### Task brief
Copy each line from the records below that contains the word "white".

### Input material
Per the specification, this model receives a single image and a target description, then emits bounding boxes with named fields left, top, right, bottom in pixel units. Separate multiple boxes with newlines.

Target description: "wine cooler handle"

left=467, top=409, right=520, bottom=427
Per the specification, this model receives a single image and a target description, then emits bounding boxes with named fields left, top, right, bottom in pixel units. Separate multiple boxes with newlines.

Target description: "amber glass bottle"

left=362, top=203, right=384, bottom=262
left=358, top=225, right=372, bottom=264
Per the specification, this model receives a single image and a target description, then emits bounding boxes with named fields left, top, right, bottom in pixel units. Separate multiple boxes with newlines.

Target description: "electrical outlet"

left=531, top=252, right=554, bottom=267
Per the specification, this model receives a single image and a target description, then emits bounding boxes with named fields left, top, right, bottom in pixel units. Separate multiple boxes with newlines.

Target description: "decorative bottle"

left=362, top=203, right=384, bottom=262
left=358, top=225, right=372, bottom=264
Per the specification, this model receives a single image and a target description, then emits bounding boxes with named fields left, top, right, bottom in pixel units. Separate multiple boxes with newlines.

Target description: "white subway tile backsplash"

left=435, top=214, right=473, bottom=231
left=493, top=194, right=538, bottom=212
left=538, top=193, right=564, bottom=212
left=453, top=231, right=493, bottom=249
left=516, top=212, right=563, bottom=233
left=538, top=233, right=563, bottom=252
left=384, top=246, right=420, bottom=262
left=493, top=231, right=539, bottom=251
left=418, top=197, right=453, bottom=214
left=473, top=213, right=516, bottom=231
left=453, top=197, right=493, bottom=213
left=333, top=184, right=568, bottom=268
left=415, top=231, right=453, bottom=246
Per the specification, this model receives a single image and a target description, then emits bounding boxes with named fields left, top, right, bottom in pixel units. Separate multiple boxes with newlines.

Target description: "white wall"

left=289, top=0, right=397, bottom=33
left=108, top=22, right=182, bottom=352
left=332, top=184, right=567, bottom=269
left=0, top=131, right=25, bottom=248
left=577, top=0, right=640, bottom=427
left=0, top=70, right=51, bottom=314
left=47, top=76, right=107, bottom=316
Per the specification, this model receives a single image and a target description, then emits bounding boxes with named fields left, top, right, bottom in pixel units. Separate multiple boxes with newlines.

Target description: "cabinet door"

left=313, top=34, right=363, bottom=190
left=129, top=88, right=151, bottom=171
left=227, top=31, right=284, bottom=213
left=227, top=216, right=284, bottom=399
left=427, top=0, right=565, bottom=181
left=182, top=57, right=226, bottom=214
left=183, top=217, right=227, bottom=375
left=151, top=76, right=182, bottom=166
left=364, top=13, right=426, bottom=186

### Response to this exercise
Target description: "white subway tile backsplash"
Target description: "white wall"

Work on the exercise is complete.